▸ **EXERCISE OBJECTIVE**:
Copy out all of the data exactly as it appears.

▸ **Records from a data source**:
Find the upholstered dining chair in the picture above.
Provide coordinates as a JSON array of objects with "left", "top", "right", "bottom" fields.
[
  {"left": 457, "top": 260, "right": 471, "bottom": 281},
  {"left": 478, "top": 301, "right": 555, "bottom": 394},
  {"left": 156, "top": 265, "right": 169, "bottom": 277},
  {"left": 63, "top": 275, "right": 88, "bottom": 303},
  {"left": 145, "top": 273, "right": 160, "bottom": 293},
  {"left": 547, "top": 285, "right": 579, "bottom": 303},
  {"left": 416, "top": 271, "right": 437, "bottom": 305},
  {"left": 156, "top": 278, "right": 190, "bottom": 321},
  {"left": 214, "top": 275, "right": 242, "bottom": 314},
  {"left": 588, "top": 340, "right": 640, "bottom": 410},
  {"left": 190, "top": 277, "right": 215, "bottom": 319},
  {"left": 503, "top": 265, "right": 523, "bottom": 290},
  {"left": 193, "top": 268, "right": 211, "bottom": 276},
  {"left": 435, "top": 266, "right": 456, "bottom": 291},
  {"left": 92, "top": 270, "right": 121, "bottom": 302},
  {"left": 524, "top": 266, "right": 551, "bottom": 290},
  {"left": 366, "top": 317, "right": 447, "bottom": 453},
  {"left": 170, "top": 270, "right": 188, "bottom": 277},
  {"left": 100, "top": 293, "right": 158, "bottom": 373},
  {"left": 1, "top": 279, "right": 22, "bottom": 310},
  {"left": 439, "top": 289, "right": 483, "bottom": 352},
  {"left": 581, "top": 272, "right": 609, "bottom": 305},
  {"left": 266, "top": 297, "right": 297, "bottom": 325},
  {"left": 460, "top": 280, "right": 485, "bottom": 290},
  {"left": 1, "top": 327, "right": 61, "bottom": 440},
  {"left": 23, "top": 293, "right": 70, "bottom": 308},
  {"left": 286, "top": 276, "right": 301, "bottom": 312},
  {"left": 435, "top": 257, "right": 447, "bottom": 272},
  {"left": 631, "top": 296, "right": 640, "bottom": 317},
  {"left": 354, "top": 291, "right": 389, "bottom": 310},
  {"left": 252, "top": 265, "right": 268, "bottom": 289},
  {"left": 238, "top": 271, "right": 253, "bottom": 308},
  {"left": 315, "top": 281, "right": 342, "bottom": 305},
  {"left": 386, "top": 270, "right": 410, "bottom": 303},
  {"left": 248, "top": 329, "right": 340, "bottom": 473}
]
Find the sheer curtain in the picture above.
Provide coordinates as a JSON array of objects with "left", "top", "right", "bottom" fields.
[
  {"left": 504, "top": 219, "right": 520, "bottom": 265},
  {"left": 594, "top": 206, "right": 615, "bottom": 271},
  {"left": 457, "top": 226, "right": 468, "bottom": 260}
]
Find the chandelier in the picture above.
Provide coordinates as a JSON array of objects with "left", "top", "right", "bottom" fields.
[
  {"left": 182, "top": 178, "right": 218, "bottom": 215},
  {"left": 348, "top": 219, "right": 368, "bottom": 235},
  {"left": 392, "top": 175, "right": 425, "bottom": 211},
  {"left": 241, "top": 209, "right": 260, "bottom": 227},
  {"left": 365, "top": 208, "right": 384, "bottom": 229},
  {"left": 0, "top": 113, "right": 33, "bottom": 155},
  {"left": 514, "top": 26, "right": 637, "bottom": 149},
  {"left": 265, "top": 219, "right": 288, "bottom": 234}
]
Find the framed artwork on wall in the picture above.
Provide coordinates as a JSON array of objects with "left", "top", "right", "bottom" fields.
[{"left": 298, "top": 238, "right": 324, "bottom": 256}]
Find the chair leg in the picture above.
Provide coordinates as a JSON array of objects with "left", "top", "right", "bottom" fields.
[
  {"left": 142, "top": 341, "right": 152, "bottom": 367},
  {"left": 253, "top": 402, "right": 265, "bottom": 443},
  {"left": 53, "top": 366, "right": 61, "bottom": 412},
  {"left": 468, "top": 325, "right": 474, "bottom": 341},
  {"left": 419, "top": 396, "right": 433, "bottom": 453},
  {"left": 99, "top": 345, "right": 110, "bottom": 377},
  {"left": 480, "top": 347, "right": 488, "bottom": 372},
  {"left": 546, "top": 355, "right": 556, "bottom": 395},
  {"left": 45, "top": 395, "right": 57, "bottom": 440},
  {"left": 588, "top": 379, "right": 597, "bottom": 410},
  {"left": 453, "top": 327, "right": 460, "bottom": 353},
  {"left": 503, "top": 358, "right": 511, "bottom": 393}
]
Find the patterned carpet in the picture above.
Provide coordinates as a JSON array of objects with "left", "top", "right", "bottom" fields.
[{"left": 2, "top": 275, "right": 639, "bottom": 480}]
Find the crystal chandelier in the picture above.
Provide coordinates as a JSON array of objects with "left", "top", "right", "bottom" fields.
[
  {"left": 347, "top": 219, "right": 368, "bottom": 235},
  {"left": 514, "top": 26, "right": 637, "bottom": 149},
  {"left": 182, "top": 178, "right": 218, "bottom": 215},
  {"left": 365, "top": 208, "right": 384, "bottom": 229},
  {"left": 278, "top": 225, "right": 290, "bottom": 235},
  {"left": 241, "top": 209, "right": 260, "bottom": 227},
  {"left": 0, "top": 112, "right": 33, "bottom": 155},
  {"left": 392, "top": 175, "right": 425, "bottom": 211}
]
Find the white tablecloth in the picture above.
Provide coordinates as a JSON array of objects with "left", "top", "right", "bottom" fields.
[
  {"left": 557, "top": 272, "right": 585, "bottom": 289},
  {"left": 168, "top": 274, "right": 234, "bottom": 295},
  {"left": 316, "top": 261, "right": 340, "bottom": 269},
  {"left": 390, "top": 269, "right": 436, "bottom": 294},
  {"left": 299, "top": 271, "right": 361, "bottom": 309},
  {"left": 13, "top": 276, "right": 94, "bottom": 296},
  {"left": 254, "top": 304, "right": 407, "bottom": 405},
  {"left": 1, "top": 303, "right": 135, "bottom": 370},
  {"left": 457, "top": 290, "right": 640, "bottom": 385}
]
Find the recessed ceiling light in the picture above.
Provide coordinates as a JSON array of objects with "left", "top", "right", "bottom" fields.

▸ **EXERCISE OUTPUT**:
Find the upholstered dining chair in the picture above.
Provide coordinates as a JSON array of objects with "left", "top", "right", "bottom" fields.
[
  {"left": 457, "top": 260, "right": 471, "bottom": 281},
  {"left": 478, "top": 301, "right": 555, "bottom": 394},
  {"left": 156, "top": 265, "right": 169, "bottom": 277},
  {"left": 63, "top": 275, "right": 88, "bottom": 303},
  {"left": 145, "top": 273, "right": 160, "bottom": 293},
  {"left": 547, "top": 285, "right": 579, "bottom": 303},
  {"left": 416, "top": 271, "right": 437, "bottom": 305},
  {"left": 156, "top": 278, "right": 190, "bottom": 321},
  {"left": 214, "top": 275, "right": 242, "bottom": 314},
  {"left": 588, "top": 340, "right": 640, "bottom": 410},
  {"left": 190, "top": 277, "right": 215, "bottom": 319},
  {"left": 503, "top": 265, "right": 523, "bottom": 290},
  {"left": 193, "top": 268, "right": 211, "bottom": 276},
  {"left": 435, "top": 266, "right": 456, "bottom": 291},
  {"left": 92, "top": 270, "right": 121, "bottom": 302},
  {"left": 524, "top": 266, "right": 551, "bottom": 290},
  {"left": 366, "top": 317, "right": 447, "bottom": 453},
  {"left": 170, "top": 270, "right": 188, "bottom": 277},
  {"left": 100, "top": 293, "right": 158, "bottom": 373},
  {"left": 1, "top": 279, "right": 22, "bottom": 310},
  {"left": 439, "top": 289, "right": 483, "bottom": 352},
  {"left": 581, "top": 272, "right": 609, "bottom": 305},
  {"left": 266, "top": 297, "right": 297, "bottom": 325},
  {"left": 460, "top": 280, "right": 485, "bottom": 290},
  {"left": 1, "top": 327, "right": 61, "bottom": 440},
  {"left": 23, "top": 293, "right": 70, "bottom": 308},
  {"left": 286, "top": 276, "right": 301, "bottom": 312},
  {"left": 435, "top": 257, "right": 447, "bottom": 272},
  {"left": 631, "top": 296, "right": 640, "bottom": 317},
  {"left": 354, "top": 291, "right": 389, "bottom": 310},
  {"left": 252, "top": 265, "right": 268, "bottom": 289},
  {"left": 238, "top": 271, "right": 253, "bottom": 308},
  {"left": 315, "top": 281, "right": 342, "bottom": 305},
  {"left": 386, "top": 270, "right": 410, "bottom": 303},
  {"left": 248, "top": 329, "right": 340, "bottom": 473}
]
Find the sheer curtain in the picture above.
Provide coordinates as a JSON array of objects with "left", "top", "right", "bottom" fields.
[
  {"left": 504, "top": 219, "right": 520, "bottom": 265},
  {"left": 594, "top": 206, "right": 615, "bottom": 271},
  {"left": 457, "top": 226, "right": 468, "bottom": 260}
]
Find the chandelier in the picture above.
Provide coordinates as a JSON array of objects with "left", "top", "right", "bottom" fields.
[
  {"left": 182, "top": 178, "right": 218, "bottom": 215},
  {"left": 348, "top": 219, "right": 368, "bottom": 235},
  {"left": 392, "top": 175, "right": 425, "bottom": 211},
  {"left": 241, "top": 209, "right": 260, "bottom": 227},
  {"left": 365, "top": 208, "right": 384, "bottom": 229},
  {"left": 0, "top": 113, "right": 33, "bottom": 155},
  {"left": 514, "top": 26, "right": 637, "bottom": 149},
  {"left": 265, "top": 219, "right": 288, "bottom": 234}
]
Find the framed artwork on wall in the picture above.
Provide coordinates as a JSON array of objects with "left", "top", "right", "bottom" fields.
[{"left": 298, "top": 238, "right": 324, "bottom": 256}]
Find the chair leg in the picture above.
Provide coordinates as a JSON array of objects with "left", "top", "right", "bottom" fields.
[
  {"left": 142, "top": 341, "right": 152, "bottom": 367},
  {"left": 253, "top": 402, "right": 265, "bottom": 443},
  {"left": 53, "top": 366, "right": 61, "bottom": 412},
  {"left": 468, "top": 325, "right": 474, "bottom": 341},
  {"left": 419, "top": 396, "right": 433, "bottom": 453},
  {"left": 99, "top": 345, "right": 110, "bottom": 377},
  {"left": 480, "top": 347, "right": 488, "bottom": 372},
  {"left": 546, "top": 355, "right": 556, "bottom": 395},
  {"left": 45, "top": 395, "right": 57, "bottom": 440},
  {"left": 588, "top": 379, "right": 597, "bottom": 410},
  {"left": 453, "top": 327, "right": 460, "bottom": 353},
  {"left": 503, "top": 358, "right": 511, "bottom": 393}
]
Find the patterned carpet in the picture above.
Provide coordinates as a JSON array of objects with "left", "top", "right", "bottom" fields.
[{"left": 2, "top": 275, "right": 639, "bottom": 480}]
Find the crystal chandelier in the picture above.
Provide coordinates as a JSON array of objects with "left", "top", "right", "bottom" fields.
[
  {"left": 347, "top": 219, "right": 368, "bottom": 235},
  {"left": 514, "top": 26, "right": 637, "bottom": 149},
  {"left": 182, "top": 178, "right": 218, "bottom": 215},
  {"left": 365, "top": 208, "right": 384, "bottom": 229},
  {"left": 278, "top": 225, "right": 290, "bottom": 235},
  {"left": 241, "top": 209, "right": 260, "bottom": 227},
  {"left": 0, "top": 112, "right": 33, "bottom": 155},
  {"left": 392, "top": 175, "right": 425, "bottom": 211}
]
Find the white tablecloth in the picture above.
Provide coordinates as a JSON array of objects with "left", "top", "right", "bottom" fields.
[
  {"left": 557, "top": 272, "right": 585, "bottom": 289},
  {"left": 168, "top": 274, "right": 234, "bottom": 295},
  {"left": 316, "top": 261, "right": 340, "bottom": 269},
  {"left": 390, "top": 269, "right": 436, "bottom": 294},
  {"left": 299, "top": 271, "right": 361, "bottom": 309},
  {"left": 13, "top": 276, "right": 94, "bottom": 296},
  {"left": 254, "top": 304, "right": 407, "bottom": 405},
  {"left": 1, "top": 303, "right": 135, "bottom": 370},
  {"left": 457, "top": 290, "right": 640, "bottom": 385}
]
Find the recessed ceiling light in the picture above.
Provide coordinates as a JSON array of objects with "left", "top", "right", "bottom" fields.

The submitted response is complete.